_WHAT IS REQUIRED_
Rewrite the lines of the material below as a numbered list, skipping any blank lines. Cover only the lines from the one containing "Note: in this drill we tag each instance of the dense" through the end of the material, both included.
* * * *
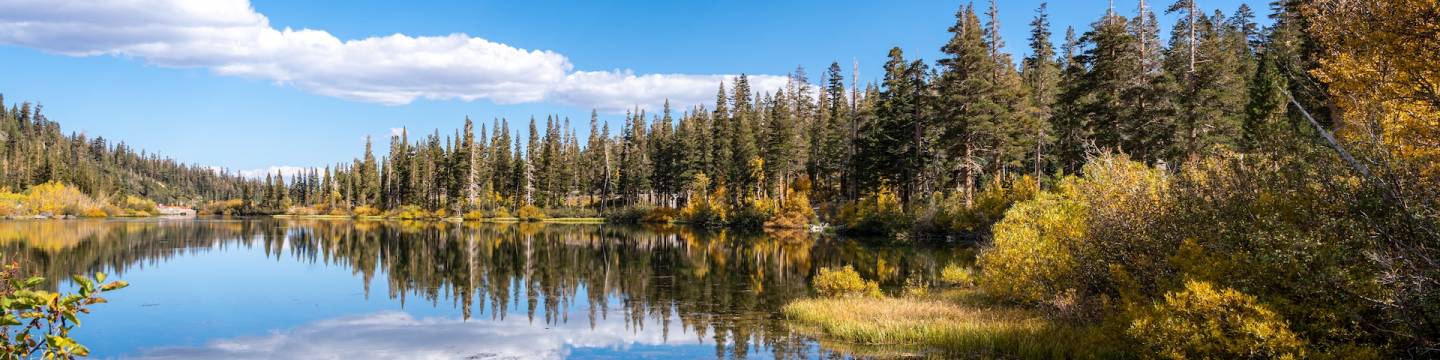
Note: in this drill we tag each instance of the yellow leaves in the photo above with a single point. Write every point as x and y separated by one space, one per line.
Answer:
844 282
1377 58
1031 255
1206 323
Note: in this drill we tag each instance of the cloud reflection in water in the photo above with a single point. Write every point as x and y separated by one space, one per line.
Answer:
395 334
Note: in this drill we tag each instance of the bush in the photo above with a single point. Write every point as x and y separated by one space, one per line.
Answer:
1204 323
530 213
843 282
876 213
990 206
660 215
956 275
58 199
794 213
97 212
408 212
366 210
36 323
136 205
222 208
1030 258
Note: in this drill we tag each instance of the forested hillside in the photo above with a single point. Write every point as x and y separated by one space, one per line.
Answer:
923 144
35 150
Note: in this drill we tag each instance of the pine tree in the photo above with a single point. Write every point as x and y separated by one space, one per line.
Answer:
1041 77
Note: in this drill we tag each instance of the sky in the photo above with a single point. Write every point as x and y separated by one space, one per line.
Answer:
262 85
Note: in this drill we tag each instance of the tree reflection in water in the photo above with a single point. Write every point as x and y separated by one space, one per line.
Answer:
722 285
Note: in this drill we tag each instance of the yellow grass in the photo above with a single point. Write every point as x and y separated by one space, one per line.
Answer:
952 323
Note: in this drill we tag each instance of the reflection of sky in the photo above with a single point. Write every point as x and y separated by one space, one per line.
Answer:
236 303
396 334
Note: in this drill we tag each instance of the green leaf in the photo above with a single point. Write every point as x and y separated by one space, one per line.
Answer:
7 320
114 285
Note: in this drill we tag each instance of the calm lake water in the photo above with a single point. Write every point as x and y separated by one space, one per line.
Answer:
270 288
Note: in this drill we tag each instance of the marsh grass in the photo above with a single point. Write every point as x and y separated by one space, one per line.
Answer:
952 323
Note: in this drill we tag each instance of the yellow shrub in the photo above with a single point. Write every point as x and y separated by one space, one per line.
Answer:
58 199
1030 258
366 210
879 212
1207 323
95 212
12 203
530 213
956 275
794 213
408 212
844 282
987 208
137 205
222 206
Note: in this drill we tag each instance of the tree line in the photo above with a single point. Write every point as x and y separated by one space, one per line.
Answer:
925 131
33 150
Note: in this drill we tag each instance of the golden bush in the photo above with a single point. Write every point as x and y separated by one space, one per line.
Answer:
1207 323
530 213
844 282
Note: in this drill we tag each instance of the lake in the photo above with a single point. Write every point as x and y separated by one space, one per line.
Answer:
287 288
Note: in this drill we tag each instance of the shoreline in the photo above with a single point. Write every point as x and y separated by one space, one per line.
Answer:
439 219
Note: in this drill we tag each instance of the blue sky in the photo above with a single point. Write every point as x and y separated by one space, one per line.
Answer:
153 77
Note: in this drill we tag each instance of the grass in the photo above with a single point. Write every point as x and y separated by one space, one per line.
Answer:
448 219
954 323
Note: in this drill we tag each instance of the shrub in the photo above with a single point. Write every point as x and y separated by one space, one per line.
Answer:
408 212
916 287
366 210
12 203
58 199
660 215
1030 258
988 206
753 213
222 206
36 323
876 213
97 212
1204 323
794 213
136 205
530 213
844 282
956 275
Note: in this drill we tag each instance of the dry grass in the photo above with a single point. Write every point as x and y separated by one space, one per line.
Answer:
955 323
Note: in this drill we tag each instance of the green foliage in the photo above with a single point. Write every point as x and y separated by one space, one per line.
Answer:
843 282
794 213
38 323
1206 323
956 275
876 213
530 213
232 206
954 216
1031 255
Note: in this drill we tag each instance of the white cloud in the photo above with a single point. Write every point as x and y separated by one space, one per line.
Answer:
229 38
401 336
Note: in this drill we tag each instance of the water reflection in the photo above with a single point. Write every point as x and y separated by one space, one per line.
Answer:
583 285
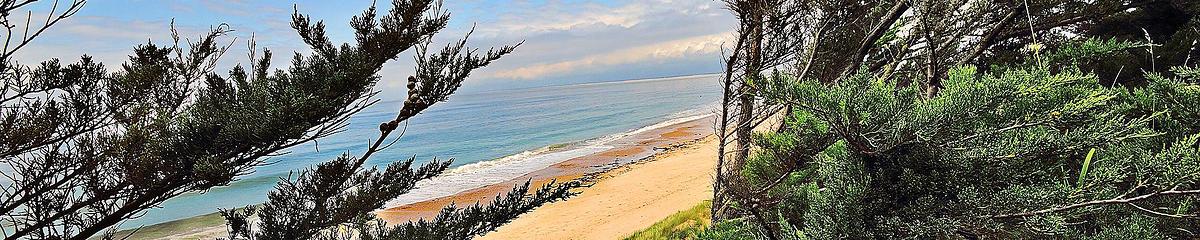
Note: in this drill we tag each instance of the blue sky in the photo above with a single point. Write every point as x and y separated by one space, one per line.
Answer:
567 41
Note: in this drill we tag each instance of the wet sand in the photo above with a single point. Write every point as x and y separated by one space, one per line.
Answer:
628 150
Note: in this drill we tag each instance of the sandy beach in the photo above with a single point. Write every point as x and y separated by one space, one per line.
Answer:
645 178
625 199
645 147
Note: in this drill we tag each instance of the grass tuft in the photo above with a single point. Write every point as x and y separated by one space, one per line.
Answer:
683 225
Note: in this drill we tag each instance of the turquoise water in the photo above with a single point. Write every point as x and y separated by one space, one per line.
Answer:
480 129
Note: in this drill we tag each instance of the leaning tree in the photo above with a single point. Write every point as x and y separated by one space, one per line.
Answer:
84 149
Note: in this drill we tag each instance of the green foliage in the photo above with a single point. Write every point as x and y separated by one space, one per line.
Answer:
994 155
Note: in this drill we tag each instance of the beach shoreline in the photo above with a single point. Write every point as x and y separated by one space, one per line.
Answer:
625 149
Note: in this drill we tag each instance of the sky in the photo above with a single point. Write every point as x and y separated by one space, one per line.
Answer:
565 41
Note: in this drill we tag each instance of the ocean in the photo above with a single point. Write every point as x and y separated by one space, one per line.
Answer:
492 136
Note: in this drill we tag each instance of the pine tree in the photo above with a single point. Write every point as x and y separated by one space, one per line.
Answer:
85 149
1032 150
852 77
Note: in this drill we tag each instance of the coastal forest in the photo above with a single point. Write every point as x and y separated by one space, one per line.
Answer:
929 119
838 119
85 149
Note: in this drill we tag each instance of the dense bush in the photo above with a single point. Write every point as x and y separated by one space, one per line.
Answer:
1039 149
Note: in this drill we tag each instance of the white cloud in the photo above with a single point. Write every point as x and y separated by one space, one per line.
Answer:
696 46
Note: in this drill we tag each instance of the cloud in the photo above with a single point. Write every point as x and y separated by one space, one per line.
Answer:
597 41
565 41
696 46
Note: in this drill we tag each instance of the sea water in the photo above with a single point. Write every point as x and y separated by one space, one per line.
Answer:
* * * *
_REPLY TO THE EXERCISE_
1. Note: in this drill we tag each instance of the dense bush in the photo above with a single point. Write every point as x and y separated by one space, one per line.
2. Answer:
3. 1039 149
4. Note: in this drill we tag each instance of the white cloud in the photo above with a single point. Write every point as x and y separated by one space, one per line.
5. Answer:
6. 696 46
7. Note: in this drill we tag each instance of the cloud in the photo above with a single point. Write every point as x and y separated by one space, one per line.
8. Answer:
9. 597 41
10. 565 41
11. 696 46
12. Note: in this drill we tag each instance of the sea water in the photo above with a single point. Write every point as x and y separated by one space, one per line.
13. Answer:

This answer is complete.